■ СТАТЬЯ:
━━━━━━━━━━

В 1990 году Мишин на конференции Международной астронавтической федерации в Дрездене встретил немецкого аэродинамика доктора Альбринга. Встреча была очень теплой. Альбринг сообщил, что Греттрупа уже нет в живых, а его жена Имгардт выпустила в ФРГ книгу воспоминаний о работе в Советском Союзе. Весной 1991 года, находясь в ФРГ, я познакомился с доктором Вернером Ауэром, ведущим специалистом по космическим гироприборам. Он оказался учеником профессора Магнуса. Напомню, что одну из его первых работ – секретный отчет по теории демпфирующего гироскопа – я в 1945 году отыскал в Адлерсгофе. В 1971 году Магнус опубликовал капитальный труд «Гироскоп: теория и применение». Книга была переведена на русский язык и издана у нас в 1974 году. В предисловии редактор перевода пишет: «Это капитальная монография, в которой с исчерпывающей полнотой и на высоком научном уровне освещены главные аспекты и приложения современной гироскопической теории, ее методы и наиболее значительные результаты, в частности и те, которые принадлежат самому автору».
Всякий раз, когда по необходимости я беру с полки эту хорошо изданную книгу, мне вспоминаются два молодых и веселых доктора Магнус и Хох, сосредоточенно работающие в вагоне-лаборатории спецпоезда в 1947 году на полигоне Капъяра в поисках причин больших отклонений ракеты А-4 при втором пуске. Тогда настроение у немецких специалистов было прекрасное. Во всяком случае лучше, чем во все последующие периоды нашей совместной работы.
Только в 1992 году мне удалось узнать о судьбе семейства Греттрупов после их выезда из Москвы в ГДР в 1953 году.

━━━━━━━━━━

■ ПРЕДОСТАВЛЕННЫЕ ДАННЫЕ:

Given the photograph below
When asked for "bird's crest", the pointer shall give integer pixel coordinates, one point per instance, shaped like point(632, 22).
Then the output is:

━━━━━━━━━━

Продолжите статью о немецких специалистах по ракетам и гироскопам, начав сразу после её последнего предложения. Данные никак не связаны со статьёй.

■ ОТВЕТ НА ЗАДАНИЕ:
В марте 1992 года газета «Известия» опубликовала в сокращенном виде мои воспоминания о нашей послевоенной деятельности в Германии и последующей работе немецких специалистов в СССР. Эта серия статей имела общий заголовок: «У советских ракетных триумфов было немецкое начало». Публикация была подготовлена Борисом Коноваловым, но заголовок со мной не был согласован. Я позвонил главному редактору Игорю Голембиовскому и высказал недовольство тенденциозностью заголовка. Он удивился моему недовольству, но обещал исправить ситуацию. И вот последняя из шести публикаций получила заголовок «У американских ракетных триумфов тоже было немецкое начало».
Неизвестная мне читательница «Известий» в Гамбурге обнаружила в публикациях фамилию своей знакомой – Греттруп – и спросила, не идет ли речь об ее отце.
Оказалось, что Урсула Греттруп – действительно дочь Гельмута Греттрупа. Урсула пожелала узнать больше подробностей об отце и решила приехать в Москву. Она прилетела 7 августа 1992 года в Москву, остановилась у русской приятельницы своей гамбургской знакомой. Эта москвичка, прекрасно владеющая немецким языком, и организовала встречу Урсулы Греттруп со мной.
Вот что рассказала Урсула Греттруп. Ей было 8 лет, когда семья Греттрупов выехала из Москвы в ГДР в 1953 году. Родители намеревались начать работать в новой Германии, благо туда уехало много знакомых, которые писали, что хорошая работа отцу будет обеспечена.
Но на перроне Берлинского вокзала вместо агентов госбезопасности коммунистической Германии или советской охраны, которая их опекала почти восемь лет, на них навалились молодые люди, оказавшиеся агентами американской и английской спецслужб. У них в руках были фальшивые, как потом выяснилось, паспорта на Греттрупов, с помощью которых они доказали берлинским властям, что Греттрупы выразили желание жить в Западном Берлине. Прямо с вокзала их перевезли в Западный Берлин и поместили в одну из американских резиденций.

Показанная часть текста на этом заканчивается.